▶ REQUIRED ACTIONS
**1.** In the award profiles, what year did Maria Grazia Spillantini move to the Brain Repair Centre of the University of Cambridge?
**2.** Write out the award profiles word for word, from "Professor Platt was" up to and including "Society in 2021.".

▶ DOCUMENT TEXT

= Beginning of Section =

Professor Platt was awarded the Alan Gordon Memorial Award and the Horst Bickel Award for advances in metabolic disease therapy. She was elected a fellow of the Academy of Medical Sciences in 2011 and was the recipient of a Royal Society Wolfson Merit Award in 2013. In 2016 she became a Wellcome Trust Investigator in Science. She was appointed Head of the Department of Pharmacology in 2020 and was elected a Fellow of the Royal Society in 2021.
Frances said: “This is a great honour and reflects the hard work and dedication of the many talented members of my lab that I have had the pleasure of working with over the years. I hope it will also encourage more people to work on the enigmatic sphingolipids and raise awareness of the rare diseases associated with defects in sphingolipid metabolism.”
Maria Grazia Spillantini
Maria Grazia Spillantini
The 2020 Thudichum Medal was awarded to Professor Maria Grazia Spillantini of the University of Cambridge, UK.
Maria is Professor of Molecular Neurology in the Clinical School of the University of Cambridge. Maria obtained her PhD in Molecular Biology from the University of Cambridge working at the Medical Research Council Laboratory of Molecular Biology, in Dr Michel Goedert’s lab. Maria then worked as a postdoctoral fellow with Professor Sir Aaron Klug. In 1996 she moved to the Brain Repair Centre of the University of Cambridge in the Department of Clinical Neurosciences. Maria’s group works on the molecular neuropathology of diseases characterised by tau and alpha-synuclein aggregates. With her collaborators, she identified alpha-synuclein as the major component of the filaments that form the Lewy bodies in Parkinson’s disease and dementia with Lewy bodies and described one of the first mutations in the Tau gene leading to frontotemporal dementia and Parkinsonism linked to chromosome 17 for which she was awarded the Potamkin Prize of the American Academy of Neurology in 2000. She has been elected a Fellow of the Academy of Medical Sciences and Fellow of the Royal Society. She is Professorial Fellow at Clare Hall and a life member of Peterhouse, Cambridge and in 2018 she has been made “Knight Official of the Star of Italy” by the President of the Italian Republic.

= End of Section =

[Stored entries]
= Beginning of Section =

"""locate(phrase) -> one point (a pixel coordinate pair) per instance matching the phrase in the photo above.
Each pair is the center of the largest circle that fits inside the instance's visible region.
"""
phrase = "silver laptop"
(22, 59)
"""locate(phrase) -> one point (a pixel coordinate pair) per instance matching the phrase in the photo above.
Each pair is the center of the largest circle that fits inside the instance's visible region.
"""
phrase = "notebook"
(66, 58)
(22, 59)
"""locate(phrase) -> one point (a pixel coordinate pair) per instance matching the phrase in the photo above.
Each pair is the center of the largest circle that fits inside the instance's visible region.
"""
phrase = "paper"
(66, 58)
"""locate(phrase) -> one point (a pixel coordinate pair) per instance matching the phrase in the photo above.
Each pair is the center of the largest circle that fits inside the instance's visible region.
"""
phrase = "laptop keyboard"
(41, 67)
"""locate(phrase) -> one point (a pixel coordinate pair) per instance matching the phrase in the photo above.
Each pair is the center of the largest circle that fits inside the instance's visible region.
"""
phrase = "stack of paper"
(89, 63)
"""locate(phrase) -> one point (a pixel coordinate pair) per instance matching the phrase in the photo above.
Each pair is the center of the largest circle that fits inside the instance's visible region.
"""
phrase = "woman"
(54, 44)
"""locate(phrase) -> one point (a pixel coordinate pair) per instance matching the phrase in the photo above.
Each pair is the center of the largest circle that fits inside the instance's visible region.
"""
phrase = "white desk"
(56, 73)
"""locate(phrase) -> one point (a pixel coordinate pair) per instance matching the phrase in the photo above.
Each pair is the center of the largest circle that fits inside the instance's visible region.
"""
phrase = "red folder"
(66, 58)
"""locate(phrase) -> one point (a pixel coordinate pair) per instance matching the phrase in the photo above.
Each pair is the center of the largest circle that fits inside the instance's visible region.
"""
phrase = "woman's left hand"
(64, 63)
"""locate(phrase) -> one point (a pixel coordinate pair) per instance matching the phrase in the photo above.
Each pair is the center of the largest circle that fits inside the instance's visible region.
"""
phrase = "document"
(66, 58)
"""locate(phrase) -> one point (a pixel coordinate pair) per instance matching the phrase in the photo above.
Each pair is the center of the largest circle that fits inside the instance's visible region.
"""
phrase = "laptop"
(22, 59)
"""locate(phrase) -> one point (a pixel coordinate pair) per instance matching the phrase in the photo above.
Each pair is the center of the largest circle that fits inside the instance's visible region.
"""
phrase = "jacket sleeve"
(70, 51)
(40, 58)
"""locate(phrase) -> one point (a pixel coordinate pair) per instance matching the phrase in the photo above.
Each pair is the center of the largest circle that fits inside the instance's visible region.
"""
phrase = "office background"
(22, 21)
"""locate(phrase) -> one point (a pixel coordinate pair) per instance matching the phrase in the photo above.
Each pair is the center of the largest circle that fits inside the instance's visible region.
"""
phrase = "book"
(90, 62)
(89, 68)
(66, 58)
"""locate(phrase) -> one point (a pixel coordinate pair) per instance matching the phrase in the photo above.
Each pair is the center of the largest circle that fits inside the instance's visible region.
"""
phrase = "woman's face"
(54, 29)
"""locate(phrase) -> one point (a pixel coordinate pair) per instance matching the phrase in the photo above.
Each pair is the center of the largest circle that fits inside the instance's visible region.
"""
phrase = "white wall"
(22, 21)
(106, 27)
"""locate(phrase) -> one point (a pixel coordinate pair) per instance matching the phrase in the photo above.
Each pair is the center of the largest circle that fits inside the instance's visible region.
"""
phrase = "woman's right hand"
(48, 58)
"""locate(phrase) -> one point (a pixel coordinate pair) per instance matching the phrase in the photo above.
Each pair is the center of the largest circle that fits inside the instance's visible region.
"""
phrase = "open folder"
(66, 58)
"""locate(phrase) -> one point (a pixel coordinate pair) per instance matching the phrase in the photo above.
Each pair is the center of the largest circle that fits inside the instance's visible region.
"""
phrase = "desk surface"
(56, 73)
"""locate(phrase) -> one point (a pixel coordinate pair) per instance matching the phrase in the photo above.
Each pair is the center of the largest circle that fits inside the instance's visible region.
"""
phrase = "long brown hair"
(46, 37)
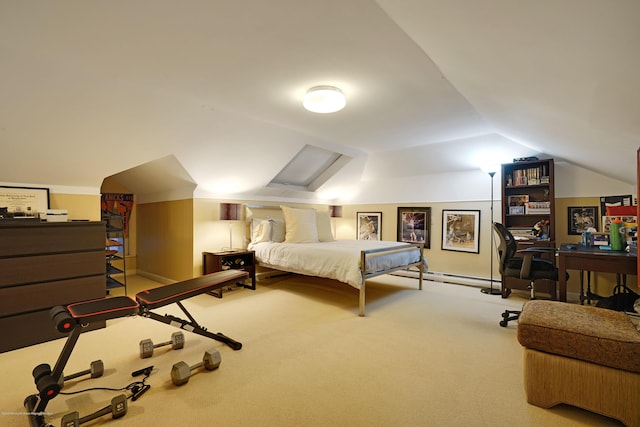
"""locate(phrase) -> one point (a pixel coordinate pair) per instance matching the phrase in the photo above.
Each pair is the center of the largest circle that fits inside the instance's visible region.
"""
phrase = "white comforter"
(338, 260)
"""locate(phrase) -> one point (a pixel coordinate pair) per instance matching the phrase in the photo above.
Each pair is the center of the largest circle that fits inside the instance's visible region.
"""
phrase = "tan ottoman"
(583, 356)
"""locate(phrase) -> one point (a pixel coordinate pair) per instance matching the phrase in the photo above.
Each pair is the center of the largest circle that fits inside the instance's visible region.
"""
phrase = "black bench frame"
(73, 318)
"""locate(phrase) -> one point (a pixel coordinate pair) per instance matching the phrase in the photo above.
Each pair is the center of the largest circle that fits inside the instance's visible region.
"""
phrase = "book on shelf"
(529, 176)
(533, 208)
(521, 233)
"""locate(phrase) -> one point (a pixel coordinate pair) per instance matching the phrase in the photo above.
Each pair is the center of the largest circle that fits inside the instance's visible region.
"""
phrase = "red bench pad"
(102, 309)
(165, 295)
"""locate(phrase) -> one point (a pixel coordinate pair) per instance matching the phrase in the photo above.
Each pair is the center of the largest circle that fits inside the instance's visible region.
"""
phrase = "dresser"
(42, 265)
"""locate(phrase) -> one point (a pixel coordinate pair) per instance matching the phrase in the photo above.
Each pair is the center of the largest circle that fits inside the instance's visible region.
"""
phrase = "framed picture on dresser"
(461, 230)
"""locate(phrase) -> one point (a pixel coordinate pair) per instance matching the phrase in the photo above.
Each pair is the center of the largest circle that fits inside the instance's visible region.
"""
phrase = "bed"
(300, 241)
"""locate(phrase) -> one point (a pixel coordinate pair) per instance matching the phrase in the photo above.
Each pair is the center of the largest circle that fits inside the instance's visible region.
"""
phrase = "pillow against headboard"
(273, 228)
(267, 230)
(300, 225)
(323, 222)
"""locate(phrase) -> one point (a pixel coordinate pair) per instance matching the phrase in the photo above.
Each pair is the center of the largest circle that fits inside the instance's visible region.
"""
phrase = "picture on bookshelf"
(517, 204)
(461, 230)
(581, 218)
(529, 176)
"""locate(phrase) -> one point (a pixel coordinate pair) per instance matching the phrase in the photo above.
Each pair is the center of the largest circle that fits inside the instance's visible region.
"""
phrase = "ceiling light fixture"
(324, 99)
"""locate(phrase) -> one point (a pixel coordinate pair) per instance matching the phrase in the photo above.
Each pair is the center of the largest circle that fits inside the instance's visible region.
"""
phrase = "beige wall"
(169, 237)
(78, 206)
(165, 236)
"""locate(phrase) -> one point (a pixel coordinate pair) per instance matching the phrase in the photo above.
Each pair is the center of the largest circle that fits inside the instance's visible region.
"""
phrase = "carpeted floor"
(435, 357)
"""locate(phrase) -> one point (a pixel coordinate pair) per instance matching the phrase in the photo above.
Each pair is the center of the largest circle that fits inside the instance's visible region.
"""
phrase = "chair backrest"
(506, 245)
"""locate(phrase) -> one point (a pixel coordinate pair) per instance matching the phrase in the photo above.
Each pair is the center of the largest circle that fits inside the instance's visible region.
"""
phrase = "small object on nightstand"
(230, 260)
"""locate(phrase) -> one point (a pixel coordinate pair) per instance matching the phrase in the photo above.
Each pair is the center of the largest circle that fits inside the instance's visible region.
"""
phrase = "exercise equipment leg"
(147, 346)
(117, 409)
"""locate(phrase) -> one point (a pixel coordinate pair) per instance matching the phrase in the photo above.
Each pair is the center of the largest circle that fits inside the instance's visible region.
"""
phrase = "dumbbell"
(117, 409)
(96, 370)
(147, 346)
(180, 372)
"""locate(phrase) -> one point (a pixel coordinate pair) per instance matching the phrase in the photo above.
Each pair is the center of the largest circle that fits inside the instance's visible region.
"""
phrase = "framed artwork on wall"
(581, 218)
(461, 230)
(369, 225)
(27, 202)
(414, 225)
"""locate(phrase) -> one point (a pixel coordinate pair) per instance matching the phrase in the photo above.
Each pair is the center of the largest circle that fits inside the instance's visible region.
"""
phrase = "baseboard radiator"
(458, 279)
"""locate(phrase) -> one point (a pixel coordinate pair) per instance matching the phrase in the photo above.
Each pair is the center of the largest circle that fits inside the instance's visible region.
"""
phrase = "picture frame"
(581, 218)
(369, 225)
(414, 225)
(608, 219)
(23, 202)
(461, 230)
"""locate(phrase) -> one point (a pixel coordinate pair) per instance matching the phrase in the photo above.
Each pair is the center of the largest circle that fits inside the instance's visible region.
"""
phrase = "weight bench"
(75, 317)
(174, 293)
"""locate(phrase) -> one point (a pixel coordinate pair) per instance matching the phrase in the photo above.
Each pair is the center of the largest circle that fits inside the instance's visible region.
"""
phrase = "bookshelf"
(528, 200)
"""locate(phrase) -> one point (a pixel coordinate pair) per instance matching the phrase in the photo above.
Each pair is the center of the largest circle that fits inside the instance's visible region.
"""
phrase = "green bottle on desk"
(616, 238)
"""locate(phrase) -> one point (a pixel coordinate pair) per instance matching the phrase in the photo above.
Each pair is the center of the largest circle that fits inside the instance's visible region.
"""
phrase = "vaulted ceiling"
(90, 89)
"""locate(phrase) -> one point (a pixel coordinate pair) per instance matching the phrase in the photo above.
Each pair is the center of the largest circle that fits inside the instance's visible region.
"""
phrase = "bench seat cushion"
(592, 334)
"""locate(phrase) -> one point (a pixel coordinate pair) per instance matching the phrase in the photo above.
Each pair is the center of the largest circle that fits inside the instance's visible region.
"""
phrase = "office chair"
(525, 266)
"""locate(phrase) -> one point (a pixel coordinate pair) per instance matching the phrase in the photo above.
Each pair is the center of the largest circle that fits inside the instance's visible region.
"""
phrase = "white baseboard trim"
(154, 277)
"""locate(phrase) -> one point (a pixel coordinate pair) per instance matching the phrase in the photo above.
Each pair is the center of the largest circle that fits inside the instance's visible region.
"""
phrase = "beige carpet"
(435, 357)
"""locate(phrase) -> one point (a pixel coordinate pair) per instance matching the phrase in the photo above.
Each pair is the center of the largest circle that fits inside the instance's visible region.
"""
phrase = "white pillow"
(323, 222)
(260, 230)
(267, 230)
(300, 225)
(277, 229)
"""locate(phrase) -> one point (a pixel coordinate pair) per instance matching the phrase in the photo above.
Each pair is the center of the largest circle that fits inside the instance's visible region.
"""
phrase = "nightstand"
(225, 260)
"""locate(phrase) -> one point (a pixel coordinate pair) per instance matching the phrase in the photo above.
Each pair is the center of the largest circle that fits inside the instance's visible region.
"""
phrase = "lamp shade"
(324, 99)
(230, 211)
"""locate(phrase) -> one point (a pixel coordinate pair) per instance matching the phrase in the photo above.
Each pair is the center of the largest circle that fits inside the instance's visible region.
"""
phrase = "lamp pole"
(490, 290)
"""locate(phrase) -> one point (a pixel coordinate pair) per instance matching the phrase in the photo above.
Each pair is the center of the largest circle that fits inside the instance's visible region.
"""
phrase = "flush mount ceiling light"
(324, 99)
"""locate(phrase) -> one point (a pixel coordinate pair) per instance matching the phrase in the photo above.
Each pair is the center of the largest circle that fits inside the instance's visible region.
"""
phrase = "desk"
(592, 259)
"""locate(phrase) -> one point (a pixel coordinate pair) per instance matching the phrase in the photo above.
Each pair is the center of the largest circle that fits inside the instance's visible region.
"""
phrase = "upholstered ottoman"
(583, 356)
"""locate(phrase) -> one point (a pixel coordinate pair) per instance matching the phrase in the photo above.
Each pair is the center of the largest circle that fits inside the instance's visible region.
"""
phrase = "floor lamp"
(230, 212)
(490, 290)
(335, 212)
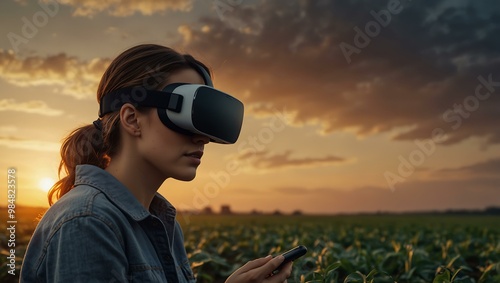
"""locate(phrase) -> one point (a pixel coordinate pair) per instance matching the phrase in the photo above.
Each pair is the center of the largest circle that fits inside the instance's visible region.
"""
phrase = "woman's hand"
(260, 271)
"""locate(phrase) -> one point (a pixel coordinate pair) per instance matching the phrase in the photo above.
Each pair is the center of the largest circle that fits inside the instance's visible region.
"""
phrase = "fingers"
(270, 266)
(282, 275)
(255, 263)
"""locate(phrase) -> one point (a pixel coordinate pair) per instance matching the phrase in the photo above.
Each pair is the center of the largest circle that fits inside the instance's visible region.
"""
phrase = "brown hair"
(147, 65)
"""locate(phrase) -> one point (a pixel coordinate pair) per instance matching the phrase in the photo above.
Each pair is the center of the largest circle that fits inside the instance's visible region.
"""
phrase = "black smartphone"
(291, 255)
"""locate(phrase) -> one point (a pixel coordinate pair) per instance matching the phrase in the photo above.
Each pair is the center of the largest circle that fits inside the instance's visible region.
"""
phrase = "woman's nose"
(201, 139)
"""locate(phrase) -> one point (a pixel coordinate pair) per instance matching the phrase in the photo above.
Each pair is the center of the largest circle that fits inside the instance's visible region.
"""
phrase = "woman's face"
(172, 154)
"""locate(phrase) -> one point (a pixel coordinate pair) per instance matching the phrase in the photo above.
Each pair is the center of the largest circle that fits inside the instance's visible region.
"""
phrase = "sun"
(46, 183)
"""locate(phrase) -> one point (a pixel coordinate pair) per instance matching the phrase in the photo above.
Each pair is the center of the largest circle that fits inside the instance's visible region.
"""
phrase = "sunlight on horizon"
(45, 184)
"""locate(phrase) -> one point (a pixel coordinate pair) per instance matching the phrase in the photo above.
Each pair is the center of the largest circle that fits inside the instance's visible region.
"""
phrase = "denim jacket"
(99, 232)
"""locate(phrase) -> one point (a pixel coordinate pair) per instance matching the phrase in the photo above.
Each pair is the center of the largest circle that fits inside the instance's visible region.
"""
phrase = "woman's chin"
(185, 177)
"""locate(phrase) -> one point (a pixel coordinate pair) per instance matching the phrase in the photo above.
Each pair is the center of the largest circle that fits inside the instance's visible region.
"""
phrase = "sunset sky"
(350, 105)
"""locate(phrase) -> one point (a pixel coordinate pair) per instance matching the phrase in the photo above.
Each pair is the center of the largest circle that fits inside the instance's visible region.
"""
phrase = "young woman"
(109, 224)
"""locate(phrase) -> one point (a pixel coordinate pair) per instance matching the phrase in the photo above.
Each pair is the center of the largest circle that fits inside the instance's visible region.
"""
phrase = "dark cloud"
(267, 160)
(489, 168)
(475, 193)
(421, 70)
(88, 8)
(32, 106)
(78, 78)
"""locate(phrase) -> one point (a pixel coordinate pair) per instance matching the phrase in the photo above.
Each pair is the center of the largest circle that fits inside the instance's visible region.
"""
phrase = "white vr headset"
(185, 108)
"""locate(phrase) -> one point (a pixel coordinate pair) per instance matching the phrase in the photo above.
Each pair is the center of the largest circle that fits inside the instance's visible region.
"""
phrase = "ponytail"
(148, 65)
(82, 146)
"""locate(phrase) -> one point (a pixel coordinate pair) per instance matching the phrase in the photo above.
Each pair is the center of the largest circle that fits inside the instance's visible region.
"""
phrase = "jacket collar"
(120, 195)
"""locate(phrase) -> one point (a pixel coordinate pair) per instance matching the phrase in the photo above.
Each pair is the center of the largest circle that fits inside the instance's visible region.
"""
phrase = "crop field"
(374, 248)
(351, 248)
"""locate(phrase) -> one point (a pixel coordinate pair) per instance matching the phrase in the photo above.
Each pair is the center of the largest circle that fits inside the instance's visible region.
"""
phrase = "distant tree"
(207, 210)
(225, 209)
(255, 212)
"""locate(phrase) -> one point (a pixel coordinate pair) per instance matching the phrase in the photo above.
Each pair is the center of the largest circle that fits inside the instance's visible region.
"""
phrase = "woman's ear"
(129, 119)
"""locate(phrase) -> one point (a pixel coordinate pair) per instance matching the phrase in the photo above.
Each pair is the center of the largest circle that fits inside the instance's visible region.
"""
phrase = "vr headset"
(185, 108)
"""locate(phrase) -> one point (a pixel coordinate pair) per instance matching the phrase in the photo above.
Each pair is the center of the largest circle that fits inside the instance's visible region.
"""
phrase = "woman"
(109, 223)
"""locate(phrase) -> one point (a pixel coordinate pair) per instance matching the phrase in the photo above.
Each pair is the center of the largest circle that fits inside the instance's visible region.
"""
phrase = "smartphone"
(291, 255)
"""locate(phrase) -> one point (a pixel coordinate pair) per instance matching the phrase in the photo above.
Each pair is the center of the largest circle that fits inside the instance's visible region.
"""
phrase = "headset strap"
(140, 96)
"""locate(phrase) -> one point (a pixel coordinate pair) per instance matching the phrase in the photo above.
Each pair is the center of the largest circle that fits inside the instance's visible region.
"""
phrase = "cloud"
(123, 8)
(489, 168)
(264, 160)
(32, 106)
(423, 64)
(27, 144)
(474, 193)
(78, 78)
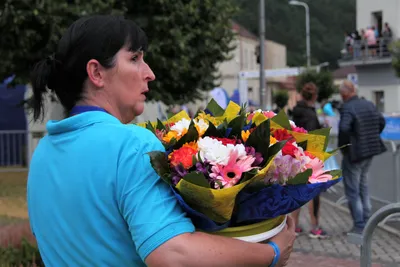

= End of Section =

▶ RESPONSES IN ORDER
**1.** 1996

**2.**
Professor Platt was awarded the Alan Gordon Memorial Award and the Horst Bickel Award for advances in metabolic disease therapy. She was elected a fellow of the Academy of Medical Sciences in 2011 and was the recipient of a Royal Society Wolfson Merit Award in 2013. In 2016 she became a Wellcome Trust Investigator in Science. She was appointed Head of the Department of Pharmacology in 2020 and was elected a Fellow of the Royal Society in 2021.